§ Document passage:
It should be noted that with respect to the thermal circuits diagrams contained herein, like circuit element labels relate to like physical structures, but not necessarily to identical physical structures or physical structures with equal thermal resistances or other thermal characteristics. For example, multiple resistances may be labeled as R_HSbecause the resistances correspond to the same type of general structure—a heat sink—but not all resistances labeled R_HSnecessarily have equal thermal resistance values.
Before any embodiments of the invention are explained in detail, it is to be understood that the invention is not limited in its application to the details of construction and the arrangement of components set forth in the following description or illustrated in the attached drawings. The invention is capable of other embodiments and of being practiced or of being carried out in various ways. Also, it is to be understood that the phraseology and terminology used herein is for the purpose of description and should not be regarded as limiting. For example, the use of “including,” “comprising,” or “having” and variations thereof herein is meant to encompass the items listed thereafter and equivalents thereof as well as additional items.
As used herein, unless otherwise specified or limited, the terms “mounted,” “connected,” “supported,” and “coupled” and variations thereof are used broadly and encompass both direct and indirect mountings, connections, supports, and couplings. Further, unless otherwise specified or limited, “connected” and “coupled” are not restricted to physical or mechanical connections or couplings.
As used herein, unless otherwise specified or limited, “at least one of A, B, and C,” and similar other phrases, are meant to indicate A, or B, or C, or any combination of A, B, and/or C. As such, this phrase, and similar other phrases can include single or multiple instances of A, B, and/or C, and, in the case that any of A, B, and/or C indicates a category of elements, single or multiple instances of any of the elements of the categories A, B, and/or C.
As noted above, pump systems for pumping water for swimming pools or other fluid flow systems can benefit from a cooling system that transfers heat from one or more pump system components to the water being pumped by the pump system. Different pump systems, for example, can include a motor and a variety of electronics, which can be damaged or have a reduced operational life if exposed to overheating over time.

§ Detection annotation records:
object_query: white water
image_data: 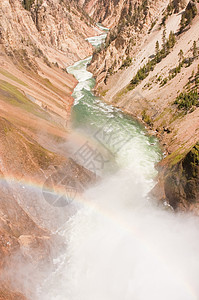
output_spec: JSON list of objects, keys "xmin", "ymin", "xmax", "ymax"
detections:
[{"xmin": 37, "ymin": 25, "xmax": 199, "ymax": 300}]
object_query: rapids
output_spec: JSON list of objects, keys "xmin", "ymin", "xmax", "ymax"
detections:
[{"xmin": 37, "ymin": 25, "xmax": 199, "ymax": 300}]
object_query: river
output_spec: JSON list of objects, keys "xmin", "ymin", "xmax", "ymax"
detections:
[{"xmin": 37, "ymin": 25, "xmax": 199, "ymax": 300}]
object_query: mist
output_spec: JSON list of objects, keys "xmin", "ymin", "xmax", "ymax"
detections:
[{"xmin": 37, "ymin": 165, "xmax": 199, "ymax": 300}]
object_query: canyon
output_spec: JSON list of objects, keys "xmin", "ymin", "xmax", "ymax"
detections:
[{"xmin": 0, "ymin": 0, "xmax": 199, "ymax": 300}]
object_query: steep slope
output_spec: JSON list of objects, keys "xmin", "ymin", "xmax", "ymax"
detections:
[
  {"xmin": 0, "ymin": 0, "xmax": 98, "ymax": 300},
  {"xmin": 90, "ymin": 1, "xmax": 199, "ymax": 213},
  {"xmin": 77, "ymin": 0, "xmax": 125, "ymax": 27},
  {"xmin": 0, "ymin": 0, "xmax": 96, "ymax": 66}
]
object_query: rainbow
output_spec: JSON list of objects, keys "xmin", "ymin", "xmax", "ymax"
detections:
[{"xmin": 0, "ymin": 174, "xmax": 198, "ymax": 300}]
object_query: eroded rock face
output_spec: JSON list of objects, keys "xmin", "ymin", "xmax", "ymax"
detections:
[
  {"xmin": 0, "ymin": 117, "xmax": 95, "ymax": 299},
  {"xmin": 0, "ymin": 0, "xmax": 96, "ymax": 64},
  {"xmin": 90, "ymin": 0, "xmax": 166, "ymax": 86},
  {"xmin": 164, "ymin": 143, "xmax": 199, "ymax": 210}
]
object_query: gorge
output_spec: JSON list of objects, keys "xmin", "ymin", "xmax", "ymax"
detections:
[{"xmin": 0, "ymin": 0, "xmax": 199, "ymax": 300}]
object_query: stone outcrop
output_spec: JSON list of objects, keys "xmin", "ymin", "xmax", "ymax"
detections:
[
  {"xmin": 0, "ymin": 0, "xmax": 96, "ymax": 65},
  {"xmin": 90, "ymin": 1, "xmax": 199, "ymax": 214}
]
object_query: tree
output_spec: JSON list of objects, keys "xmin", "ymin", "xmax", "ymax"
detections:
[
  {"xmin": 180, "ymin": 14, "xmax": 186, "ymax": 33},
  {"xmin": 193, "ymin": 41, "xmax": 198, "ymax": 58},
  {"xmin": 178, "ymin": 49, "xmax": 184, "ymax": 63},
  {"xmin": 162, "ymin": 26, "xmax": 166, "ymax": 53},
  {"xmin": 155, "ymin": 41, "xmax": 160, "ymax": 62},
  {"xmin": 168, "ymin": 31, "xmax": 176, "ymax": 48},
  {"xmin": 22, "ymin": 0, "xmax": 34, "ymax": 10}
]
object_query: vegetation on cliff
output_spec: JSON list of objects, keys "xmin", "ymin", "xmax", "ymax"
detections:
[{"xmin": 164, "ymin": 143, "xmax": 199, "ymax": 209}]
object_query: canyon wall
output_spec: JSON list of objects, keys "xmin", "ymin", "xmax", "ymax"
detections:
[
  {"xmin": 90, "ymin": 1, "xmax": 199, "ymax": 213},
  {"xmin": 0, "ymin": 0, "xmax": 99, "ymax": 300}
]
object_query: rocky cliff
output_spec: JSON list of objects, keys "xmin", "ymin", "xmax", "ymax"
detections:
[
  {"xmin": 90, "ymin": 1, "xmax": 199, "ymax": 211},
  {"xmin": 0, "ymin": 0, "xmax": 98, "ymax": 300}
]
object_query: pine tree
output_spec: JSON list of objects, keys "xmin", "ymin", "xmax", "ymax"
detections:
[
  {"xmin": 193, "ymin": 41, "xmax": 198, "ymax": 58},
  {"xmin": 155, "ymin": 41, "xmax": 160, "ymax": 62},
  {"xmin": 178, "ymin": 49, "xmax": 184, "ymax": 63}
]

§ Given instruction A:
Put this sentence from the pump cooling passage into Spanish: "The invention is capable of other embodiments and of being practiced or of being carried out in various ways."
§ Given instruction B:
Write the next few sentences of the pump cooling passage, picking up after its final sentence.

§ Expected answer A:
La invención admite otras realizaciones y puede ponerse en práctica o llevarse a cabo de diversas maneras.

§ Expected answer B:
To address this need, or others, embodiments of the invention may include a cooling system in which one or more heat pipes are configured to transfer heat from one or more pump system components, such as a motor and electronics, to at least one heat sink. The heat pipe(s) and heat sink(s) of the cooling system can be arranged to provide a thermal pathway that transfers heat from the motor/drive components to a water flow driven by the pump. In this way, heat can be transferred to the water flow during pump operation.
Although some examples below focus expressly on liquid cooling via heat pipes, other cooling modes can be included in some embodiments. For example, in some embodiments, cooling systems according to the invention can include a convection fan in addition to the heat pipe/heat sink arrangement.
FIG. 1 illustrates an example pump system 10 that can be cooled with a cooling system as provided by this disclosure. As illustrated, a pump 12 of the pump system 10 includes a fluid inlet 11 and a fluid outlet 13, with arrows X and Y generally showing the direction of fluid flow through the pump 12. The pump system 10 also includes a motor 16 and an end plate 18 that is positioned between the motor 16 and the wet portion of the pump 12, including fluid piping 20. An electronic drive 22 is disposed above the motor 16, and can be configured according to known principles to control operation of the motor 16.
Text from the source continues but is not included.